All this time Calvinist teaching, like the growth of a noxious weed, was spreading far and wide, so that English music was being assailed by two fatal influences at the same time.
This condition of things lasted through the entire reign.
With the Commonwealth the voice of music was altogether silenced.
It needs no keen discernment to see the infinite possibilities of harm to the musical instincts of the country such a state of things opens out.
Imagine the thousands or millions of children born and brought up bereft of the happiness that music might have brought them.
We are told by the biologist that the continued disuse of muscles first renders them ineffective, and eventually leads to their extinction.
Similarly, completely severed from music as many were, they first became indifferent to it, and eventually lost all ear for it. Insistence upon the immense number of people in England to-day, of all classes, who are so situated, is unnecessary.
The Restoration ushered in a period of delirious excitement,[20] such as had never been known in the history of this country. Unhappily, it was accompanied by an equally unprecedented display of license, in which the common people seemed to vie with the Court for supremacy. To account for this latter fact, one need only recall the policy pursued under the Commonwealth, that drove the whilom vagrant "musician" to take refuge in the cities, and thus materially go to swell the more turbulent portion of the population.
Music was again heard in the churches, but it was not such as the people remembered. It was, at once, novel and unliked. Largely of foreign origin, foreign musicians were engaged to perform it. For such innovations, the wives of Charles I. and Charles II. were doubtless largely responsible, one being French and the other Portuguese, but the Continental wanderings of the latter King had made him familiar with such music, and, being of a much lighter kind than that of the old English church, would, naturally, be more congenial to such a character.

**Problem description**.
In the passage on English music, what nationalities are given for the wives of Charles I and Charles II?

Image-backed grounding data

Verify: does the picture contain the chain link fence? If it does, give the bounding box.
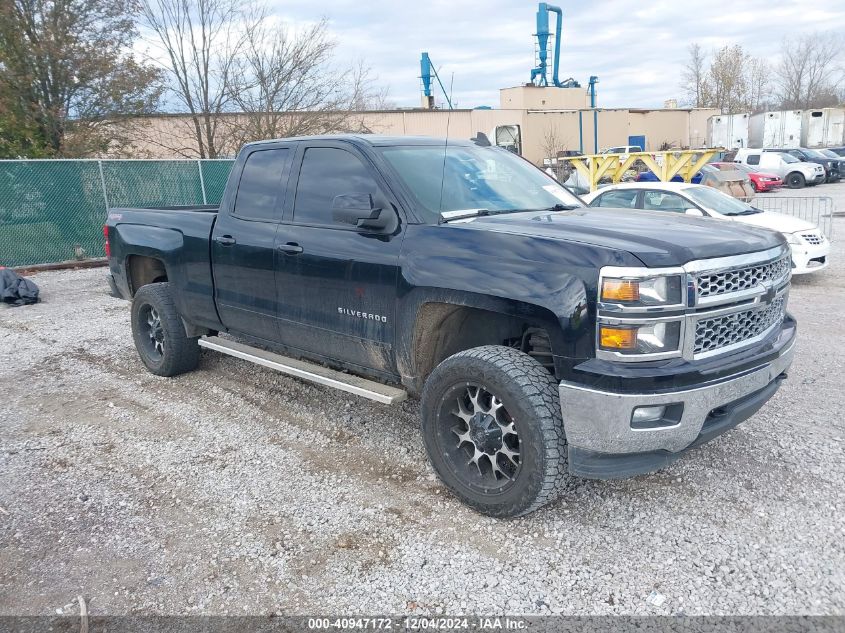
[750,196,836,242]
[0,160,234,267]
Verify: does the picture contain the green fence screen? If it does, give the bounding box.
[0,160,234,267]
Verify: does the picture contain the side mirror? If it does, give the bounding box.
[332,193,396,231]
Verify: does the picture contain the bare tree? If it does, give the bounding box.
[746,57,772,112]
[140,0,264,158]
[541,125,573,182]
[682,43,709,108]
[707,44,750,114]
[0,0,161,156]
[230,18,386,142]
[778,31,845,109]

**Solved problem**.
One was French and the other Portuguese.